Texte de lecture:

---

À la découverte des églises viennoises (2) : Le Stephansdom

Sylvain Perrot


Dans la rubrique des églises de Vienne, laissez-moi vous convier dans la cathédrale St Étienne, ou Stephansdom pour les intimes. Elle est sise au coeur historique et géographique : l'urbanisme viennois a ceci de particulier qu'on ne découvre la cathédrale qu'à une petite centaine de mètres, tant elle est enclavée au milieu de hauts immeubles, qui datent aussi bien du Moyen-Âge que du XXième siècle.

Devant la cathédrale


Étienne et Stéphane



Le français a ceci de particulier qu'il fait cohabiter deux prénoms qui sont en fait, dans l'Antiquité, un seul et même prénom. C'est le grec Stephanos qui donne les deux termes, le premier par déformation populaire, le second par une reprise exacte de la racine. Quoi qu'il en soit, il signifie «couronné». C'est un des premiers saints, et Saint Étienne est surtout connu pour ses épithètes de Protodiacre et Protomartyr. Il est considéré comme un grand fondateur de l'Église aux côtés des Apôtres, au point que son culte est pratiqué avec beaucoup de piété dans les pays germaniques : le 26 décembre en effet, jour de sa fête, est férié en Allemagne, en Autriche ainsi qu'en Alsace.

Le Protodiacre



L'existence d'Étienne est attestée dans les écrits canoniques où il est présenté comme un juif helléniste converti au christianisme — pensez à Saint Paul —, choisi avec six autres «hommes de bonne réputation, d'Esprit Saint et de sagesse» pour devenir les diacres chargés d'assister les apôtres. Le rôle d'Étienne dans l'organisation des premières communautés chrétiennes est fortement souligné dans les chapitres 6 et 7 des Actes des Apôtres.

---

Lignes répertoriées:
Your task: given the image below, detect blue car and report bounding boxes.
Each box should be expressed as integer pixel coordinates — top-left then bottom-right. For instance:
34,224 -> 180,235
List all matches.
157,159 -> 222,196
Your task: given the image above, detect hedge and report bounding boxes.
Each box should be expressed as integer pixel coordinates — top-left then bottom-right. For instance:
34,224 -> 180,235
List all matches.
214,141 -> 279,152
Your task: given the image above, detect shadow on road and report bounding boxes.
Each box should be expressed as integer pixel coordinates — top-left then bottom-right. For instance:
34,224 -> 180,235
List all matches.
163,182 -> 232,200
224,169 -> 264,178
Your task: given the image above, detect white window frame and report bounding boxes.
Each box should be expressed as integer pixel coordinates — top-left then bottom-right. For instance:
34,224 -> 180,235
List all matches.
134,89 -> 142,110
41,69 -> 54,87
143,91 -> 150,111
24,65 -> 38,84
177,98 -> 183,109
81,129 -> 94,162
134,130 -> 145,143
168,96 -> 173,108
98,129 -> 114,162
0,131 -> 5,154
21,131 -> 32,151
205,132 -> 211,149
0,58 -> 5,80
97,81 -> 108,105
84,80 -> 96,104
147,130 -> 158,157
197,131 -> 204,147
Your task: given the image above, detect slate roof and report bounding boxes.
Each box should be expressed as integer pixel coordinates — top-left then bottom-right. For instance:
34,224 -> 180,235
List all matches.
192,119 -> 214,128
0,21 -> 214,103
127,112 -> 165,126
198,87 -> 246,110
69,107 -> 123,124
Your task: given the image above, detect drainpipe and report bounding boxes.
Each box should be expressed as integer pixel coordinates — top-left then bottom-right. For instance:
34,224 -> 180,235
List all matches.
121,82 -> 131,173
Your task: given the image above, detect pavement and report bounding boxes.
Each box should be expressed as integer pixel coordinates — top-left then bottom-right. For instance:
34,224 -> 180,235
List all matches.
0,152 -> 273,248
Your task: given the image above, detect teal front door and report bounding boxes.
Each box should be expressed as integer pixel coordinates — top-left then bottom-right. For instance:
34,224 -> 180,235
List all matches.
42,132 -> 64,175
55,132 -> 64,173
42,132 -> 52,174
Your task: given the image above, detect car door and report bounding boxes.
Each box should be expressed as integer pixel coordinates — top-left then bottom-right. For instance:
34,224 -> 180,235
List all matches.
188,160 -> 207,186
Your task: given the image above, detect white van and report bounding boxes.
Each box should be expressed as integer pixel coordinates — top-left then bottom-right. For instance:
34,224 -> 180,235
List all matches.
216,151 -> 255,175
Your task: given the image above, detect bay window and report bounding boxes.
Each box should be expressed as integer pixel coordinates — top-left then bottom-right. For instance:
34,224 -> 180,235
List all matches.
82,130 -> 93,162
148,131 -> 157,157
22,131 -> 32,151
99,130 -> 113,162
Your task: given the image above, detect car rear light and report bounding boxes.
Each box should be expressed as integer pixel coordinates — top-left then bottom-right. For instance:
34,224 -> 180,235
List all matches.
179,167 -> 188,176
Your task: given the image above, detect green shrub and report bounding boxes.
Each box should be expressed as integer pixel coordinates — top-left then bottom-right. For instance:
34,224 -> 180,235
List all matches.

---

Tâches à effectuer:
- A) Traduisez en anglais cette phrase du texte sur la cathédrale Saint-Étienne : « Le rôle d'Étienne dans l'organisation des premières communautés chrétiennes est fortement souligné dans les chapitres 6 et 7 des Actes des Apôtres. »
- B) D'après le texte sur la cathédrale Saint-Étienne, à quelle date tombe la fête de saint Étienne ?
- C) Recopiez le passage du texte sur la cathédrale Saint-Étienne qui va de « À la découverte » jusqu'à « du XXième siècle. » inclus.
Les lignes ci-dessus forment un matériau distinct du texte.

Réponses aux tâches:
- A) Stephen's role in the organization of the first Christian communities is strongly emphasized in chapters 6 and 7 of the Acts of the Apostles.

- B) Le 26 décembre.

- C)
À la découverte des églises viennoises (2) : Le Stephansdom

Sylvain Perrot


Dans la rubrique des églises de Vienne, laissez-moi vous convier dans la cathédrale St Étienne, ou Stephansdom pour les intimes. Elle est sise au coeur historique et géographique : l'urbanisme viennois a ceci de particulier qu'on ne découvre la cathédrale qu'à une petite centaine de mètres, tant elle est enclavée au milieu de hauts immeubles, qui datent aussi bien du Moyen-Âge que du XXième siècle.